Entries shown: Begin

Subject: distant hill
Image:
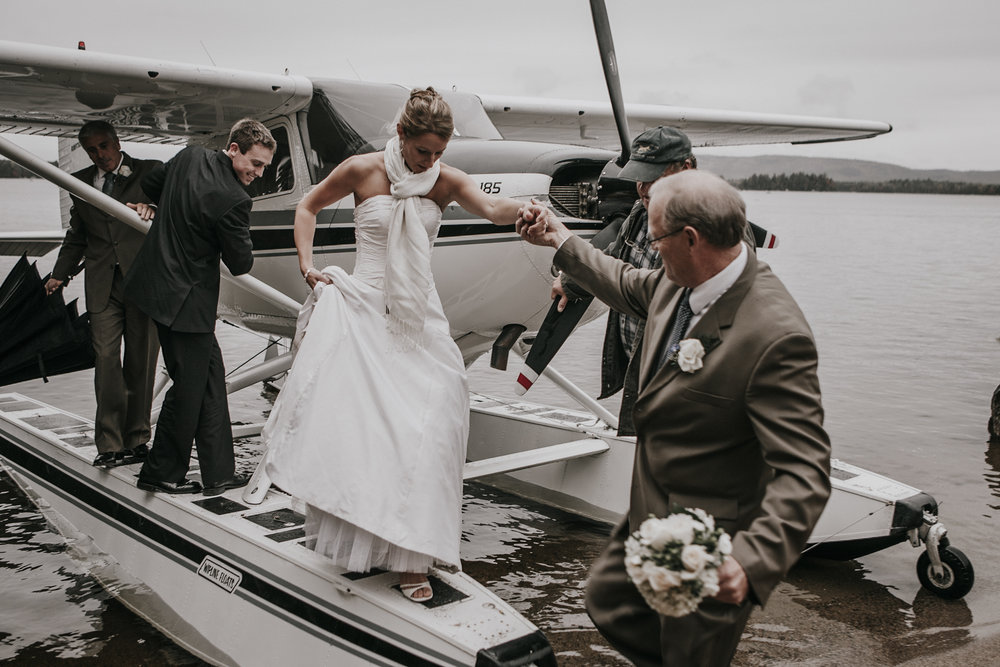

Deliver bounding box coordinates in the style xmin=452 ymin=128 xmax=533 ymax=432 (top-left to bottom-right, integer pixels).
xmin=5 ymin=154 xmax=1000 ymax=186
xmin=698 ymin=155 xmax=1000 ymax=185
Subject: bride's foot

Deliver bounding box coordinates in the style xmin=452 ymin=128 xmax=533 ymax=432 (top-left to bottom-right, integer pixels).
xmin=399 ymin=572 xmax=433 ymax=602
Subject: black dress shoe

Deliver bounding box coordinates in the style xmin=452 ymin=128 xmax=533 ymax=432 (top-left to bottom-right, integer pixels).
xmin=127 ymin=443 xmax=149 ymax=461
xmin=93 ymin=451 xmax=129 ymax=468
xmin=202 ymin=474 xmax=250 ymax=497
xmin=137 ymin=476 xmax=202 ymax=494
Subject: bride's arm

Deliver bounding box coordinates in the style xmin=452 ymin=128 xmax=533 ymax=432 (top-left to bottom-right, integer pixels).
xmin=295 ymin=157 xmax=366 ymax=285
xmin=443 ymin=166 xmax=524 ymax=227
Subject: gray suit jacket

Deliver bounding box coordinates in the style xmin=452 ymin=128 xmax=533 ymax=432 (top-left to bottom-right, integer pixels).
xmin=555 ymin=234 xmax=831 ymax=605
xmin=51 ymin=153 xmax=160 ymax=313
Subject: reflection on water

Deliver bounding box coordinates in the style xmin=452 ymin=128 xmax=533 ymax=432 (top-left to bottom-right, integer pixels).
xmin=984 ymin=439 xmax=1000 ymax=511
xmin=462 ymin=484 xmax=608 ymax=633
xmin=0 ymin=472 xmax=206 ymax=665
xmin=0 ymin=472 xmax=105 ymax=661
xmin=783 ymin=558 xmax=972 ymax=664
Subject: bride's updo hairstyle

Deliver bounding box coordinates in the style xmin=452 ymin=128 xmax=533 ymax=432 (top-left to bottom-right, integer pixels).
xmin=399 ymin=87 xmax=454 ymax=141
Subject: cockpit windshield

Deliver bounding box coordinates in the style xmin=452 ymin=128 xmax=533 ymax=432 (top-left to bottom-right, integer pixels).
xmin=302 ymin=79 xmax=502 ymax=183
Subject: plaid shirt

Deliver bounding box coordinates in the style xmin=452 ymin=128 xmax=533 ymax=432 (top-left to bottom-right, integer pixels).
xmin=617 ymin=214 xmax=659 ymax=356
xmin=558 ymin=199 xmax=754 ymax=436
xmin=557 ymin=200 xmax=660 ymax=435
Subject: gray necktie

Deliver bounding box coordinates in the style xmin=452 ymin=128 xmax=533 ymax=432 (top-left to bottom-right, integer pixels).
xmin=101 ymin=171 xmax=115 ymax=195
xmin=657 ymin=288 xmax=693 ymax=371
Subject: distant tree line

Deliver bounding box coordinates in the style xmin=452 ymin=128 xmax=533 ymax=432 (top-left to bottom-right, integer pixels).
xmin=0 ymin=159 xmax=55 ymax=178
xmin=733 ymin=172 xmax=1000 ymax=196
xmin=4 ymin=158 xmax=1000 ymax=195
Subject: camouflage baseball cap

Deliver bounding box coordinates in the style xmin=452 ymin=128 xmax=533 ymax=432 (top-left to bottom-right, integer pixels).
xmin=617 ymin=126 xmax=693 ymax=183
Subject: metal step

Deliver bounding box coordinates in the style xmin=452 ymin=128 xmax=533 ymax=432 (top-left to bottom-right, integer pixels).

Entries shown: End

Task brief: If the word "bride" is on a line above, return that line.

Solution to the exercise:
Subject: bride's foot
Subject: bride's arm
Subject: bride's updo hairstyle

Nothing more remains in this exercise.